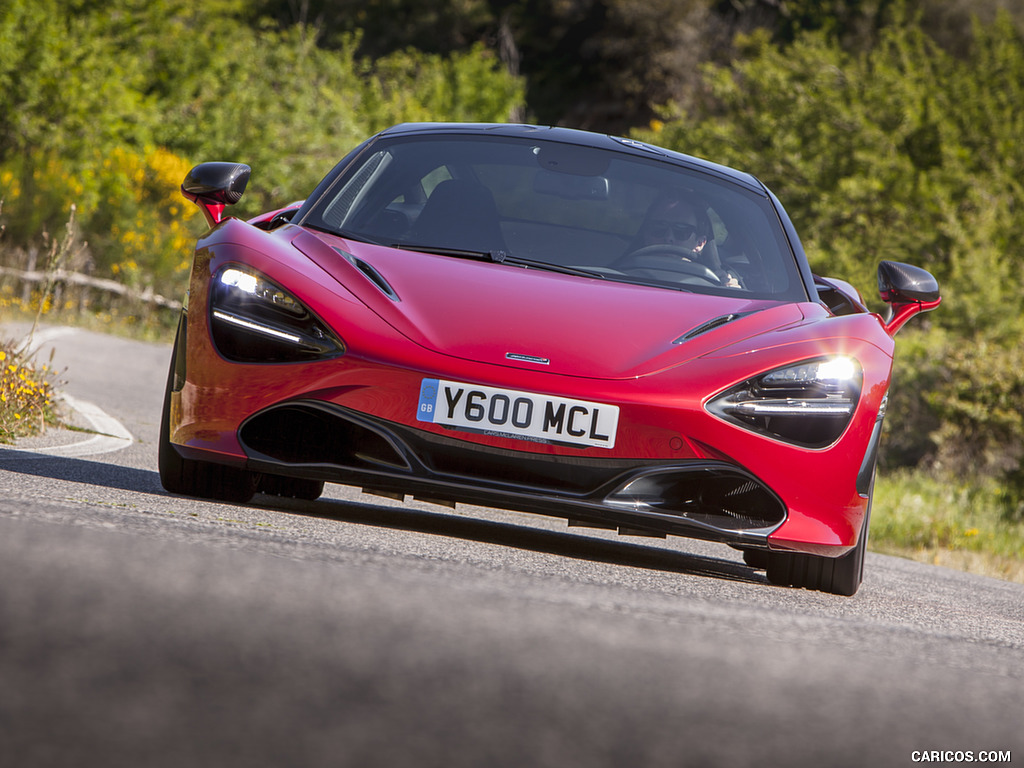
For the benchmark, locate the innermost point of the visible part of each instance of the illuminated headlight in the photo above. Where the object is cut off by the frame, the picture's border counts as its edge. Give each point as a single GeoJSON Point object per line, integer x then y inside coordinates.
{"type": "Point", "coordinates": [254, 321]}
{"type": "Point", "coordinates": [808, 403]}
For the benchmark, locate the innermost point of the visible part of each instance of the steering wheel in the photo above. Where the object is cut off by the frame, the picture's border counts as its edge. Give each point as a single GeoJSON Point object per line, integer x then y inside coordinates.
{"type": "Point", "coordinates": [653, 257]}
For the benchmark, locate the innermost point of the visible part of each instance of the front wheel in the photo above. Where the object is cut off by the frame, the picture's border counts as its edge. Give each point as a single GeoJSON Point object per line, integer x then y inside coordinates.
{"type": "Point", "coordinates": [188, 477]}
{"type": "Point", "coordinates": [839, 576]}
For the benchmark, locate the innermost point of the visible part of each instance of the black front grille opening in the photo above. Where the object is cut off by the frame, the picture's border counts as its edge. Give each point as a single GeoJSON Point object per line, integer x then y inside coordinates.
{"type": "Point", "coordinates": [305, 434]}
{"type": "Point", "coordinates": [561, 474]}
{"type": "Point", "coordinates": [726, 500]}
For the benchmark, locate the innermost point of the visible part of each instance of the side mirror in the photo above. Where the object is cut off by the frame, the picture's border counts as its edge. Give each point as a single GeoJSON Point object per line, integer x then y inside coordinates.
{"type": "Point", "coordinates": [213, 185]}
{"type": "Point", "coordinates": [908, 291]}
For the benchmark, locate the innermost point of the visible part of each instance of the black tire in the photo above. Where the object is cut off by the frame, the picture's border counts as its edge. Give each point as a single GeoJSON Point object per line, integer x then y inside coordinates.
{"type": "Point", "coordinates": [188, 477]}
{"type": "Point", "coordinates": [291, 487]}
{"type": "Point", "coordinates": [838, 576]}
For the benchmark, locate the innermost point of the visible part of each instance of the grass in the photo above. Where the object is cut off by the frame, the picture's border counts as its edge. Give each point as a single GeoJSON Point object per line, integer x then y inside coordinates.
{"type": "Point", "coordinates": [948, 521]}
{"type": "Point", "coordinates": [27, 395]}
{"type": "Point", "coordinates": [956, 522]}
========================
Print each of the records above exactly as written, leaving no picture in the copy.

◆ **RESULT**:
For the benchmark, locate the innermost point of the visible part of each instance of the illuminated headlight in the photo above. Where the object is cut off by the frame, the picture's border counts as its edge. Give each point as a single GeoJSON Point object per line, integer x then y inside coordinates.
{"type": "Point", "coordinates": [254, 321]}
{"type": "Point", "coordinates": [808, 403]}
For the benchmark, locate the innermost point of the visible part of each instance of the steering wheel in the photo above. Where the object is cut off by the frame, the picture's border counts as its edge. Give each point as a single GeoJSON Point object per line, integer x then y inside coordinates.
{"type": "Point", "coordinates": [653, 257]}
For the benchmark, locate the innermost point of the visible part of each instance of the front wheel in the photo above. Where the object is cut off by the frame, the picture's border counts as its edge. Give each point as a single GeoJSON Point object per line, integer x then y inside coordinates.
{"type": "Point", "coordinates": [188, 477]}
{"type": "Point", "coordinates": [839, 576]}
For the benchmark, locate the innermost point of the visible part of each instance of the black front grille opening in the photo above. Where the object is cut off by the frame, the picture's border counts as its edge. Give each point as a single GeoJSON Point object per line, integer x then y inside coordinates.
{"type": "Point", "coordinates": [305, 434]}
{"type": "Point", "coordinates": [561, 474]}
{"type": "Point", "coordinates": [726, 500]}
For the benchmark, locate the innermost point of the visible part of each instance of the side mirror in the photo above. Where the object is cut off by the frame, the picture's border counts as its edge. Give each point as a single GeoJSON Point object per line, integer x then y inside coordinates.
{"type": "Point", "coordinates": [213, 185]}
{"type": "Point", "coordinates": [908, 291]}
For the benchmark, locate the innermost point of the visible part of each instance of the black tire in the photo above. Where the object is cut off by the frame, the picture's border counts as its edge. Give each point as a single GeoJSON Point object per line, integer x then y inside coordinates.
{"type": "Point", "coordinates": [188, 477]}
{"type": "Point", "coordinates": [291, 487]}
{"type": "Point", "coordinates": [838, 576]}
For the benchmark, locate the innermost point of the visible part of each instance of the grass in the photo above. Where the object is cut off by the frame, the picture's border counts as its edge. Give each point as a single GeoJSON Point object per line, integer x then y inside coordinates.
{"type": "Point", "coordinates": [948, 521]}
{"type": "Point", "coordinates": [27, 395]}
{"type": "Point", "coordinates": [956, 522]}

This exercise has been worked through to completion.